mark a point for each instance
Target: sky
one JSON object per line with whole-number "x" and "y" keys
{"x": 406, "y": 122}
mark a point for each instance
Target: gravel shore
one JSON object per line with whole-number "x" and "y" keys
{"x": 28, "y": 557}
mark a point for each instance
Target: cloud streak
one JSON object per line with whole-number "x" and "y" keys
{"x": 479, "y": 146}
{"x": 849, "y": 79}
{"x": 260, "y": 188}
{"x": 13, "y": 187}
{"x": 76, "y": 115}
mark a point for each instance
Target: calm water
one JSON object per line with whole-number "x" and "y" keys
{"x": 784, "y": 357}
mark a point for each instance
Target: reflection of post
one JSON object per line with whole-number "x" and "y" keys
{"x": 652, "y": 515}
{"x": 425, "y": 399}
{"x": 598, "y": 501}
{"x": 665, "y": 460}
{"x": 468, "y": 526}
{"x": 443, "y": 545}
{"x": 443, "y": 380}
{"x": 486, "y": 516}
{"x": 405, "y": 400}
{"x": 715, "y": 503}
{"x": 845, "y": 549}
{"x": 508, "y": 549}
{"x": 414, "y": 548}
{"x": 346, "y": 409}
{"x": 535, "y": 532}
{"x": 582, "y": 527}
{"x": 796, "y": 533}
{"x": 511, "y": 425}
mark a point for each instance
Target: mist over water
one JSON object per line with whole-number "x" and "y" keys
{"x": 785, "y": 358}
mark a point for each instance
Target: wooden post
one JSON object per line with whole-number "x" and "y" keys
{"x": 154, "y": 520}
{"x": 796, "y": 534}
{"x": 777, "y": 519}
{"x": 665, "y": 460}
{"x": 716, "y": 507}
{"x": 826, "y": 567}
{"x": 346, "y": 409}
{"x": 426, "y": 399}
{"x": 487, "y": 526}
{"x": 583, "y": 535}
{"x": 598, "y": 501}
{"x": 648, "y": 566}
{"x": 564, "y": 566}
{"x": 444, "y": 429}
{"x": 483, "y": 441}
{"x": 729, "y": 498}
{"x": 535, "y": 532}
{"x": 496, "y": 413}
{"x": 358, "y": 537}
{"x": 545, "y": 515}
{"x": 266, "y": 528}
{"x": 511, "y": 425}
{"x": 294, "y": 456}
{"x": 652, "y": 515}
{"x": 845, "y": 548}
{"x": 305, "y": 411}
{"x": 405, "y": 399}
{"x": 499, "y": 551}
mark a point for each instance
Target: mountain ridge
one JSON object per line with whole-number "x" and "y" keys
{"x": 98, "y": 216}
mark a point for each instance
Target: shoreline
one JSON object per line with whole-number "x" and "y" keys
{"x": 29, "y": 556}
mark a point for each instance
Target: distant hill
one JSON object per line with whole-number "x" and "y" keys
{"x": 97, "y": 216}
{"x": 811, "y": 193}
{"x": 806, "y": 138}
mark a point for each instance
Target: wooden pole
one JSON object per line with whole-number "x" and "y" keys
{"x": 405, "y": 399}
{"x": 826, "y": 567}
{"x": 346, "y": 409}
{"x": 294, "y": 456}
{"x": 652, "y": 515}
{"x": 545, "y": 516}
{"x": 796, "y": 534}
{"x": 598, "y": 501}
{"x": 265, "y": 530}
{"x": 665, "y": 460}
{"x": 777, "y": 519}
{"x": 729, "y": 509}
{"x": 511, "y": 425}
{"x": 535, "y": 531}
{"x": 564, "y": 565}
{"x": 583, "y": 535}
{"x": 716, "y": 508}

------------------------------------------------

**EXERCISE OBJECTIVE**.
All of the entries should be written out again exactly.

**FINISHED ANSWER**.
mark a point for each instance
Target: sky
one JSON object per line with whole-number "x" and "y" keys
{"x": 406, "y": 122}
mark a point for each instance
Target: gravel shore
one JSON object per line with whole-number "x" and "y" keys
{"x": 28, "y": 557}
mark a point for each instance
Target: cloud streak
one JSON object per line with whole-number "x" and "y" keys
{"x": 479, "y": 146}
{"x": 849, "y": 79}
{"x": 260, "y": 188}
{"x": 13, "y": 187}
{"x": 76, "y": 115}
mark a point for each instance
Target: calm water
one JSON object per line with whole-number "x" and "y" keys
{"x": 784, "y": 357}
mark a point for each instance
Target: reflection of post
one JSON object per line with whole-number "x" and "y" keys
{"x": 652, "y": 515}
{"x": 425, "y": 399}
{"x": 598, "y": 501}
{"x": 665, "y": 460}
{"x": 468, "y": 526}
{"x": 443, "y": 545}
{"x": 443, "y": 380}
{"x": 486, "y": 516}
{"x": 405, "y": 400}
{"x": 715, "y": 503}
{"x": 845, "y": 549}
{"x": 508, "y": 549}
{"x": 414, "y": 548}
{"x": 346, "y": 409}
{"x": 535, "y": 532}
{"x": 582, "y": 527}
{"x": 796, "y": 533}
{"x": 511, "y": 425}
mark a point for each instance
Target: mist over water
one JSON object per line with whole-number "x" and "y" keys
{"x": 785, "y": 358}
mark a point for each instance
Target: wooden post
one JSON object per line with whole-number "x" and "y" keys
{"x": 154, "y": 520}
{"x": 796, "y": 534}
{"x": 777, "y": 519}
{"x": 665, "y": 460}
{"x": 716, "y": 507}
{"x": 826, "y": 567}
{"x": 346, "y": 409}
{"x": 426, "y": 399}
{"x": 487, "y": 526}
{"x": 583, "y": 535}
{"x": 598, "y": 501}
{"x": 648, "y": 566}
{"x": 564, "y": 566}
{"x": 444, "y": 429}
{"x": 483, "y": 441}
{"x": 729, "y": 498}
{"x": 535, "y": 532}
{"x": 496, "y": 413}
{"x": 358, "y": 537}
{"x": 545, "y": 515}
{"x": 266, "y": 528}
{"x": 511, "y": 425}
{"x": 294, "y": 456}
{"x": 652, "y": 515}
{"x": 845, "y": 548}
{"x": 305, "y": 411}
{"x": 405, "y": 399}
{"x": 499, "y": 551}
mark a point for each instance
Target: mountain ridge
one JSON object per line with whole-number "x" and "y" keys
{"x": 98, "y": 216}
mark a point for each instance
Target: shoreline
one JSON object per line with whole-number "x" and "y" keys
{"x": 29, "y": 556}
mark a point for each instance
Target: distant hill
one JSON object per line with whole-number "x" and "y" keys
{"x": 97, "y": 216}
{"x": 811, "y": 193}
{"x": 806, "y": 138}
mark a point for each instance
Target: wooden pole
one JSON object per line with whole-number "x" and "y" keys
{"x": 405, "y": 399}
{"x": 826, "y": 567}
{"x": 346, "y": 409}
{"x": 294, "y": 456}
{"x": 652, "y": 515}
{"x": 545, "y": 516}
{"x": 796, "y": 534}
{"x": 598, "y": 501}
{"x": 265, "y": 530}
{"x": 665, "y": 460}
{"x": 777, "y": 519}
{"x": 729, "y": 509}
{"x": 511, "y": 425}
{"x": 535, "y": 531}
{"x": 564, "y": 565}
{"x": 583, "y": 535}
{"x": 716, "y": 508}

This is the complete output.